**Challenge A:** List every place name that appears in the film review below.
**Challenge B:** From the film review below, reproduce the passage that opens with the words containing "SCORE: A HOCKEY MUSICAL Written" and closes with "for its movies.".

**Document:**
SCORE: A HOCKEY MUSICAL Written and Directed by Michael McGowan Starring Noah Reid, Allie McDoanald and Olivia Newton-John
Canada is a different country after this year’s Olympic games in Vancouver. Its sense of pride was rediscovered through a collective rallying behind its many talented athletes. And one sport brought the country together like no other – hockey. In 2008, director Michael McGowan did something similar to enhance Canadian pride, albeit on a much smaller level, when he released his last film, ONE WEEK, a cross country road trip that showed how majestic Canada’s countryside truly is. And so it would stand to reason that combining McGowan’s filmmaking efforts with hockey itself should amount to a film that would resonate in the hearts of Canadians. Instead, SCORE: A HOCKEY MUSICAL reminds everyone why Canada isn’t famous for its movies.
Noah Reid, a homegrown Canadian from Toronto, where the film takes place, plays Farley Gordon, a 17-year-old with enormous hockey potential that has yet to be tapped. Personally, I never saw any of this supposed prowess on screen but his buddies sure think he’s got the goods. He is such an amazing force on the ice that he inspires his teammates to burst into song in celebration. You might think that hockey and musicals don’t really go together but after seeing SCORE, you will actually know for a fact that they don’t. That isn’t fair though. Perhaps if McGowan had bothered really pushing the skills on either the musical or the hockey front, it would have worked. Instead though, he treats us to some barely passable hockey playing, some fairly grating singing and some just plain pathetic attempts at dancing. If a director isn’t going to bother pushing anyone to excel, why should anyone bother showing up for his amateur effort?

(Dataset records about object locations)
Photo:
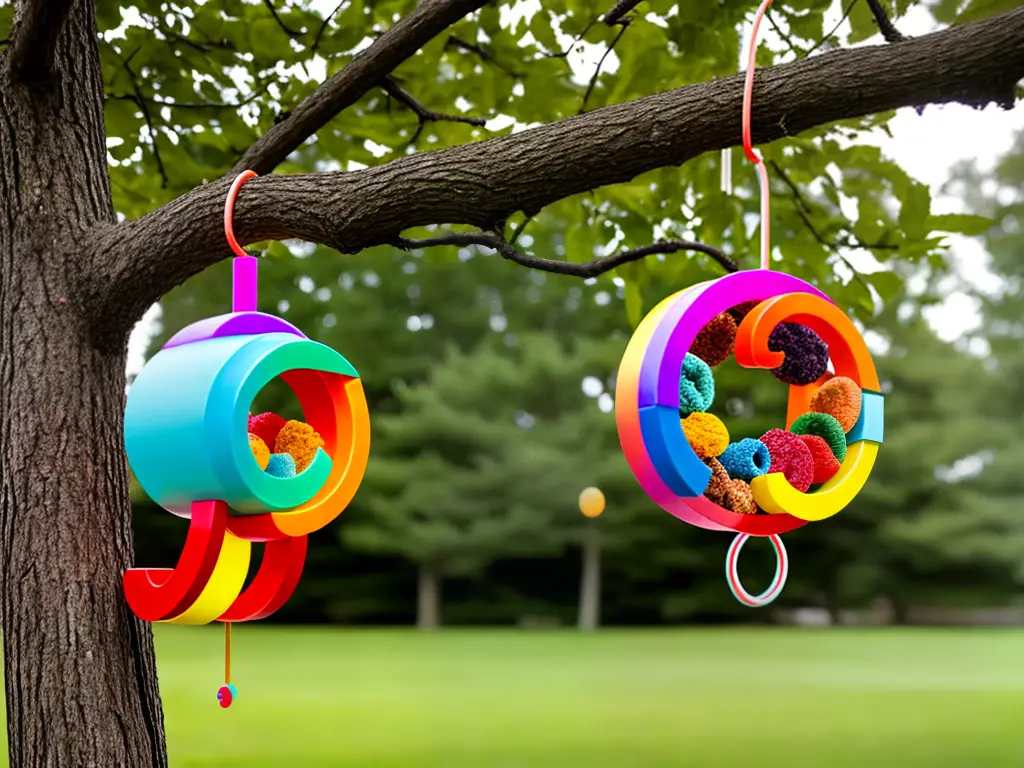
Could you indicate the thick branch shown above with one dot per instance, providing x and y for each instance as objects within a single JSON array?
[
  {"x": 344, "y": 89},
  {"x": 483, "y": 182},
  {"x": 590, "y": 268},
  {"x": 36, "y": 30}
]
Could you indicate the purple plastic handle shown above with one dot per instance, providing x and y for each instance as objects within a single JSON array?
[{"x": 244, "y": 283}]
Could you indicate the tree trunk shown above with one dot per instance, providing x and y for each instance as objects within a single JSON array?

**Problem solution A:** Canada, Vancouver, Toronto

**Problem solution B:**
SCORE: A HOCKEY MUSICAL Written and Directed by Michael McGowan Starring Noah Reid, Allie McDoanald and Olivia Newton-John
Canada is a different country after this year’s Olympic games in Vancouver. Its sense of pride was rediscovered through a collective rallying behind its many talented athletes. And one sport brought the country together like no other – hockey. In 2008, director Michael McGowan did something similar to enhance Canadian pride, albeit on a much smaller level, when he released his last film, ONE WEEK, a cross country road trip that showed how majestic Canada’s countryside truly is. And so it would stand to reason that combining McGowan’s filmmaking efforts with hockey itself should amount to a film that would resonate in the hearts of Canadians. Instead, SCORE: A HOCKEY MUSICAL reminds everyone why Canada isn’t famous for its movies.